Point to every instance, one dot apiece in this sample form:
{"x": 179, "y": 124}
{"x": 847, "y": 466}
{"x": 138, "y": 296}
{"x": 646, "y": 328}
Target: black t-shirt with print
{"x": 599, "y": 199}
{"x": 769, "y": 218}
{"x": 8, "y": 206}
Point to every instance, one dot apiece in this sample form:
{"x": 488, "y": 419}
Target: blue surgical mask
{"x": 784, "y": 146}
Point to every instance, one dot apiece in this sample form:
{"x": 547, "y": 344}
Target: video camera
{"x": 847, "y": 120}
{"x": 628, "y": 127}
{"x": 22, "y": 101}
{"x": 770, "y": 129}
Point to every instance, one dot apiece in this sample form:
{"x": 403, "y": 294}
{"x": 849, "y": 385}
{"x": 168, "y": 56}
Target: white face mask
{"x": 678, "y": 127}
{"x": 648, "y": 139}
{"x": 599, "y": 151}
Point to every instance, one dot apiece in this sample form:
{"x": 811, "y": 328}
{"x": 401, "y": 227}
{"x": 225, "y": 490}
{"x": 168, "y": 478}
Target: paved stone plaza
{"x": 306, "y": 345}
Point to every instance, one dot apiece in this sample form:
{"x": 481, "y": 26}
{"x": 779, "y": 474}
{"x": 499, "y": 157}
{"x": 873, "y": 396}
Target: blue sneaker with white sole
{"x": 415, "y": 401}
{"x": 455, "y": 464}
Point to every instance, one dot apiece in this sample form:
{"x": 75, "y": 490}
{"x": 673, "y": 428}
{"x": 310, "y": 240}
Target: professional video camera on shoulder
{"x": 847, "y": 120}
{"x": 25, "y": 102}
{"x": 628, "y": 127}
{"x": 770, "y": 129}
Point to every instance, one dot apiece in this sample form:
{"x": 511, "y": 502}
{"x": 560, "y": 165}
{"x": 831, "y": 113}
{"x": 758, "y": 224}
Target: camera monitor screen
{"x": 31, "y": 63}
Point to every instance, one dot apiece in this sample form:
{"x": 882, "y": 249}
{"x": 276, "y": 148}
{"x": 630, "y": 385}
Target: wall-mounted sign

================

§ **Required work**:
Please gather each line in the data above that contains the word "white" and copy those lines unchanged.

§ **Answer in full**:
Target: white face mask
Target: blue sneaker with white sole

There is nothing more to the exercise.